Segment Open

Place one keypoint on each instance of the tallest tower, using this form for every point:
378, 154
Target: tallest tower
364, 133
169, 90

Segment Closed
Segment Open

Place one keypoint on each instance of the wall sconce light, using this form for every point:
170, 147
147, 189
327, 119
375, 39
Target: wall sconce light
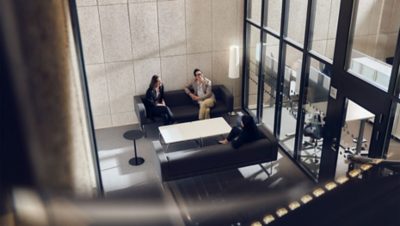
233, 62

Segment Closed
Segment Open

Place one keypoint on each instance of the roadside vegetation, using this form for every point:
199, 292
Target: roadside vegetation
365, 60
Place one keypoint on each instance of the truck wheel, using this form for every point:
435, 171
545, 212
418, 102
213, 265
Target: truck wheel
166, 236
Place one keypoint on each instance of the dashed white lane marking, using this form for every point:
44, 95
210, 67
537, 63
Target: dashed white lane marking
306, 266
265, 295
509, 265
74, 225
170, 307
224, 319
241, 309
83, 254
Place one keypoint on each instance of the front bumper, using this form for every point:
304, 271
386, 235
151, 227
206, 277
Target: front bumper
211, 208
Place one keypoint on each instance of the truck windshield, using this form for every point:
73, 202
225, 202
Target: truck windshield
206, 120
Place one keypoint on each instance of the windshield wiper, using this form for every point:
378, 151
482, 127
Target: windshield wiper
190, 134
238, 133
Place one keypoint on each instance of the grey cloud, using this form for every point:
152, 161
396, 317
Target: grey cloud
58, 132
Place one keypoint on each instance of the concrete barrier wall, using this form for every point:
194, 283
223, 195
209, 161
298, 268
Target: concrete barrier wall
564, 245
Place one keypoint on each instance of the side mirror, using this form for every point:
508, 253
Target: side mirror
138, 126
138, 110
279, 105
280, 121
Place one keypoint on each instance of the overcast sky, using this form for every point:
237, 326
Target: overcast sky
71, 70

Segment Closed

All lines of the data that hold "every" need to be copied.

→ OUTPUT OF THE EXERCISE
Place one keypoint on each instance of the tallest tower, using this form for every point:
Place one keypoint on each instance of the wall sconce light, using this form for every point:
Place one keypoint on each instance of the roadside vegetation, using this form for every point:
Place one keypoint on each instance of the truck wheel, using this form for every point:
Place one keypoint on each instance of the dashed white lane marking, using this form for every point:
Place one keypoint on each instance of the front bumper, using this form for every point:
Place one keypoint on each instance of the truck windshield, using this form for every point:
Place one keypoint on each instance of the windshield wiper, using this form for every point:
Place one keypoint on each instance of the grey cloud, using this form for every point:
Place one keypoint on each instance of the concrete barrier wall, using this form for every point:
Place one keypoint on each instance of the side mirror, using this form for every point:
Place one keypoint on each instance of the overcast sky, using this form for every point:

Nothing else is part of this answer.